[START OF RECORDS SUPPLIED]

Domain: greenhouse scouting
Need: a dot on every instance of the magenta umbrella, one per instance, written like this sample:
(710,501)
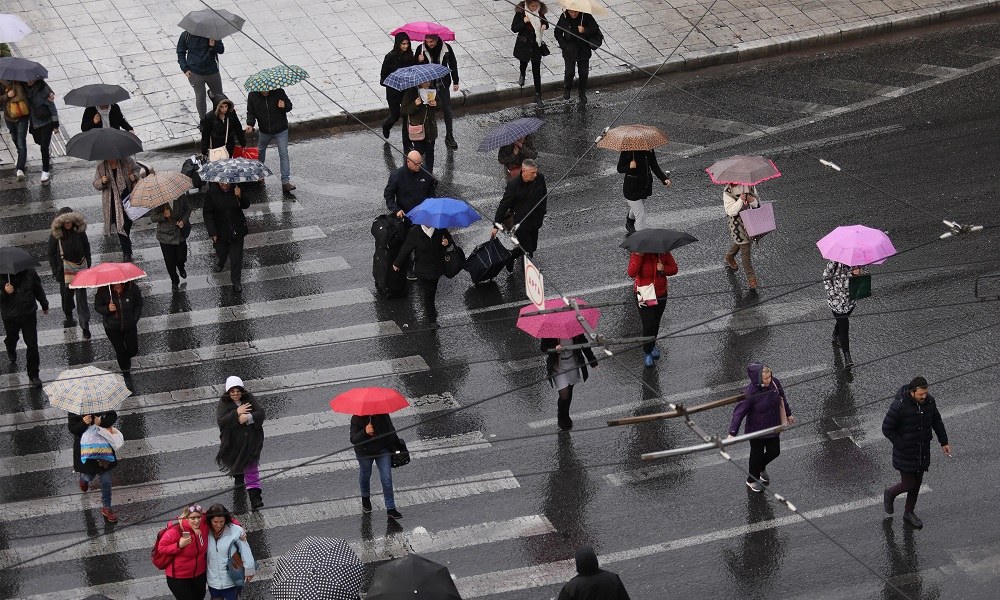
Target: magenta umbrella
(418,30)
(555,325)
(856,245)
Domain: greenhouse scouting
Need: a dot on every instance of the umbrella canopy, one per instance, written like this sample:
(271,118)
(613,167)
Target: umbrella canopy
(418,30)
(234,170)
(444,212)
(744,170)
(625,138)
(657,241)
(318,569)
(214,24)
(412,76)
(275,77)
(368,401)
(412,576)
(15,260)
(856,245)
(107,274)
(87,390)
(159,188)
(103,143)
(21,69)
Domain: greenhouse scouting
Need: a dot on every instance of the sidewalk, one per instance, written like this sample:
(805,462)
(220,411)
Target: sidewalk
(341,43)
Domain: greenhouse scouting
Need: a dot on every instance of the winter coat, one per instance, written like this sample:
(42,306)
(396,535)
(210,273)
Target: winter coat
(638,183)
(128,307)
(195,55)
(265,109)
(223,213)
(239,444)
(218,556)
(77,427)
(910,425)
(760,405)
(642,268)
(592,583)
(379,443)
(428,260)
(27,292)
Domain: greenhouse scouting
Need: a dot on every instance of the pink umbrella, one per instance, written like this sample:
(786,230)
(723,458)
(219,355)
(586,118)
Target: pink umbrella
(856,245)
(418,30)
(555,325)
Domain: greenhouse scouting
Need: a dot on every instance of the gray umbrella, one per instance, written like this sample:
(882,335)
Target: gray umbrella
(214,24)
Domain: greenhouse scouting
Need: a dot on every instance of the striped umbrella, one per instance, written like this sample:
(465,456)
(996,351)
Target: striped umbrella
(87,390)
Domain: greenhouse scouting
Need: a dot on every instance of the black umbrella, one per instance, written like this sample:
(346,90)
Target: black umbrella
(103,144)
(96,94)
(412,577)
(657,241)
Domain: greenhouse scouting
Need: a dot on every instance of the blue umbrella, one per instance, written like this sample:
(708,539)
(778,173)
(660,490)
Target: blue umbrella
(407,77)
(508,133)
(444,212)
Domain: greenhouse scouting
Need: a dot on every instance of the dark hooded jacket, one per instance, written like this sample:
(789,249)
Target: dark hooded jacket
(592,583)
(910,425)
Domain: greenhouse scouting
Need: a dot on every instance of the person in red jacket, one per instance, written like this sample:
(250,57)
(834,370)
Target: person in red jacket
(188,543)
(652,269)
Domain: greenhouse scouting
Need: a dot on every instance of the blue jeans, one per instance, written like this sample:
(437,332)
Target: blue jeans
(384,462)
(282,139)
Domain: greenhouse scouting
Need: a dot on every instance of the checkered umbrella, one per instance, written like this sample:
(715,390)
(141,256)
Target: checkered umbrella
(87,390)
(318,569)
(275,77)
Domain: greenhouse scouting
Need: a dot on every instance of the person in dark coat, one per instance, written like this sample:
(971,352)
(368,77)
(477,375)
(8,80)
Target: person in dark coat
(763,405)
(92,469)
(22,292)
(227,226)
(565,369)
(68,243)
(910,424)
(592,582)
(121,306)
(241,437)
(639,167)
(573,33)
(374,438)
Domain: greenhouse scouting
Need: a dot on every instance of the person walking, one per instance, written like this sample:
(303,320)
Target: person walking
(198,58)
(639,166)
(69,253)
(115,180)
(374,439)
(910,423)
(227,226)
(529,23)
(438,52)
(93,469)
(764,405)
(591,582)
(271,110)
(651,269)
(121,306)
(172,228)
(736,198)
(566,368)
(241,437)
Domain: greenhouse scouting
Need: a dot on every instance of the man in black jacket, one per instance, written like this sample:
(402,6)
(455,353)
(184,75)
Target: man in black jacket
(18,307)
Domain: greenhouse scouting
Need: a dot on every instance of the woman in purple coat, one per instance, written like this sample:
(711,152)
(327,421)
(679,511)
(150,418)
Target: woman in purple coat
(763,405)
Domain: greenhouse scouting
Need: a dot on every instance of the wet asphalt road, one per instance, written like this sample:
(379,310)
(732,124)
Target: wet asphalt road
(495,492)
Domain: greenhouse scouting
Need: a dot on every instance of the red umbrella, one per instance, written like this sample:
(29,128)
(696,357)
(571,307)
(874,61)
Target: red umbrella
(368,401)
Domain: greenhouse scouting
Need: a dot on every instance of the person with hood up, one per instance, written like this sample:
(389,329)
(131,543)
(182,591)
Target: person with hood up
(910,423)
(764,405)
(69,253)
(241,437)
(592,582)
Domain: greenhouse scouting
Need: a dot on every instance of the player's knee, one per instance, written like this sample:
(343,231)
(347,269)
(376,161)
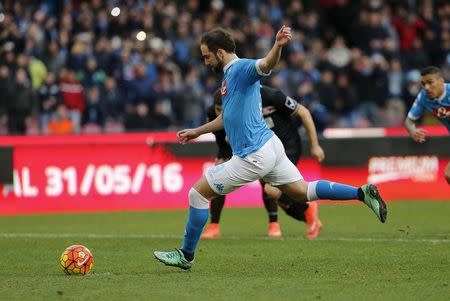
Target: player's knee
(196,200)
(447,173)
(296,210)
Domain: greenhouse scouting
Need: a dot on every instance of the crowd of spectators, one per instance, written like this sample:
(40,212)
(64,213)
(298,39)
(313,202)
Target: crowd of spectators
(125,65)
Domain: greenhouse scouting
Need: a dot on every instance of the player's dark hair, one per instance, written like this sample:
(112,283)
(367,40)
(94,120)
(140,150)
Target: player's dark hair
(218,38)
(431,70)
(218,97)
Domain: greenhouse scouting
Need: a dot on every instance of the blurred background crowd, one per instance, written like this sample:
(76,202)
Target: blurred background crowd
(134,65)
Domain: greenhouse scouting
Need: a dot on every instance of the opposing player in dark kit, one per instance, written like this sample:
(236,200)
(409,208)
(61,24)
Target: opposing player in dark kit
(278,111)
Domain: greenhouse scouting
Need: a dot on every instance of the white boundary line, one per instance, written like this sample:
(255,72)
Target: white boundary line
(13,235)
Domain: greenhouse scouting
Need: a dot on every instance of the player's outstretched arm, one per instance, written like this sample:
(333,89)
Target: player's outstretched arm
(416,134)
(306,118)
(283,37)
(188,134)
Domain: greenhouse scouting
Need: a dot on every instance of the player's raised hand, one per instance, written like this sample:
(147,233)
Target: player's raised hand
(418,135)
(284,36)
(185,135)
(318,153)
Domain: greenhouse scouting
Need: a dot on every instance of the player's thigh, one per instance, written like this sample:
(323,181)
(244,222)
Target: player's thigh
(284,171)
(231,175)
(202,186)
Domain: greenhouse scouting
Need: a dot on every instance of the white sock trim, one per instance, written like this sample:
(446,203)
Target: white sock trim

[END OF RECORDS SUPPLIED]

#### [WHAT YOU HAVE TO DO]
The data above needs to be retyped exactly, with the images left out.

#### [FULL ANSWER]
Domain: greenhouse scouting
Need: a dot on every instance of the magenta umbrella, one per instance, written like this sample:
(710,501)
Target: magenta umbrella
(418,30)
(555,325)
(856,245)
Domain: greenhouse scouting
Need: a dot on every instance of the umbrella canopy, one per instance, written like this sample:
(271,118)
(613,167)
Target: umbrella canopy
(418,30)
(234,170)
(444,212)
(744,170)
(625,138)
(657,241)
(318,569)
(214,24)
(412,76)
(275,77)
(368,401)
(412,576)
(15,260)
(856,245)
(107,274)
(87,390)
(159,188)
(103,143)
(21,69)
Domain: greenhouse scouting
Need: a dot on every instance of the sidewalk, one per instance, written like this sample:
(805,462)
(220,411)
Target: sidewalk
(341,43)
Domain: greenhouse scouting
Need: a dot on every instance of the winter coat, one per instance, written like this sample:
(42,306)
(396,535)
(210,273)
Target: winter coat
(638,183)
(128,307)
(195,55)
(265,109)
(223,213)
(239,444)
(218,556)
(77,427)
(910,425)
(760,405)
(642,268)
(592,583)
(379,443)
(428,260)
(27,292)
Domain: greenhouse scouting
Need: a dot on every instance of the pink umbrella, one per instance, written like this sample:
(786,230)
(723,458)
(219,355)
(586,118)
Target: pink umbrella
(856,245)
(418,30)
(555,325)
Domain: greenhouse scouting
Need: a dot on every instance of the gray umbrella, one per instance, written like this sample:
(882,335)
Target: gray umbrella
(214,24)
Domain: greenhouse scouting
Need: a dot on every instance of the striped umbrella, one per instance, written like this sample:
(465,456)
(996,351)
Target: striped umbrella
(87,390)
Domain: greenhouse scouting
Need: a dot on every instance of the black umbrella, one per instance, written like this sample:
(346,90)
Target: black umbrella
(103,144)
(96,94)
(412,577)
(657,241)
Domain: greenhouse scouting
Need: a dot on every instance of the blue umbrella, one per instance, written like this sample:
(708,539)
(778,173)
(660,490)
Target: blue umbrella
(407,77)
(508,133)
(444,212)
Domain: greenhouse scouting
Need: a dot on every instance of the dark hooded jacket, one per instance, written like this sample:
(789,249)
Target: dark hooded jacket
(592,583)
(910,425)
Domain: greenhouse scouting
Need: a dot on every instance of the person in red jacket, one per instance, written like this sample:
(250,57)
(834,370)
Target: person in red jacket
(188,543)
(652,269)
Domain: greenhouse scouting
Need: a dot on every instance of the blue jeans, one per instance, written like this sample:
(437,332)
Target: blue jeans
(384,462)
(282,139)
Domain: greenhouse scouting
Need: a dot on every instance of the checkered umbrella, one per instance, written like this sample:
(715,390)
(141,256)
Target: checkered umbrella
(87,390)
(318,569)
(275,77)
Domain: greenhouse scouting
Need: a dot on every instance of the person in dark coat, one per instance, written like this sample:
(971,352)
(368,77)
(477,375)
(8,80)
Target: person in dark coat
(763,405)
(92,469)
(22,292)
(227,226)
(565,369)
(68,243)
(910,424)
(592,582)
(121,306)
(241,437)
(639,167)
(573,33)
(374,438)
Domain: greenhouse scouting
Need: a dot on every instance of the person walking, one per instance, written like this sample:
(303,320)
Target: person walking
(198,58)
(639,166)
(69,253)
(115,180)
(374,439)
(910,423)
(227,226)
(529,23)
(438,52)
(93,469)
(764,405)
(591,582)
(271,110)
(651,269)
(121,306)
(172,228)
(736,198)
(566,368)
(241,437)
Domain: greenhouse scouting
Need: a dot on every instance of the man in black jacket, one per instance, written like this sample:
(402,6)
(455,353)
(184,75)
Target: man in black jacket
(18,307)
Domain: greenhouse scouting
Need: a dot on every instance of the woman in purple coat, one per instance, written like this sample:
(711,152)
(327,421)
(679,511)
(150,418)
Target: woman in purple coat
(763,405)
Domain: greenhouse scouting
Need: a dot on every instance of the wet asphalt road, one per instance, written like this sample:
(379,310)
(732,124)
Target: wet asphalt road
(495,492)
Domain: greenhouse scouting
Need: a dot on every instance of the red umbrella, one per instance, written like this sample:
(29,128)
(696,357)
(571,307)
(874,61)
Target: red umbrella
(368,401)
Domain: greenhouse scouting
Need: a dot on every instance of the person with hood up, one per instance, written like this sample:
(389,329)
(131,543)
(182,591)
Target: person with hood up
(910,423)
(764,405)
(69,253)
(241,437)
(592,582)
Domain: greenhouse scouting
Need: a dot on every instance of the player's knee, one per instance, written like this sample:
(343,231)
(347,269)
(376,161)
Target: player's knee
(196,200)
(447,173)
(296,210)
Domain: greenhouse scouting
Need: a dot on every instance of the crowd of spectators, one per instance, written like this sample:
(40,212)
(64,213)
(298,39)
(313,202)
Target: crowd of spectators
(125,65)
Domain: greenhouse scouting
Need: a dot on every instance of the player's dark hair, one per instance, written like this sample:
(112,283)
(367,40)
(94,120)
(140,150)
Target: player's dark hair
(218,38)
(431,70)
(218,97)
Domain: greenhouse scouting
Need: a dot on every instance of the blurred background crowd, one per instance, written like this sample:
(76,202)
Target: blurred background crowd
(134,65)
Domain: greenhouse scouting
Need: a dot on every instance of the opposing player in dark kit, one per instance, written like this sample:
(236,200)
(409,208)
(61,24)
Target: opposing player in dark kit
(278,111)
Domain: greenhouse scouting
Need: a dot on every instance of the white boundary line, one per instance, written like this sample:
(255,72)
Target: white boundary line
(13,235)
Domain: greenhouse scouting
Need: a dot on every instance of the player's outstretched arm, one per instance, written like this sample:
(333,89)
Target: player's outstretched arm
(416,134)
(306,118)
(283,37)
(188,134)
Domain: greenhouse scouting
Need: a dot on every instance of the player's raised hand, one per instance, written like this sample:
(147,233)
Target: player's raised hand
(418,135)
(284,36)
(185,135)
(318,153)
Domain: greenhouse scouting
Need: a dot on every instance of the player's thigh, one per instance, written like this sample:
(323,181)
(244,222)
Target: player's thigh
(284,171)
(231,175)
(202,186)
Domain: greenhouse scouting
Need: a dot on every instance of the white sock trim, one per instance, written like this sample:
(446,203)
Target: white sock trim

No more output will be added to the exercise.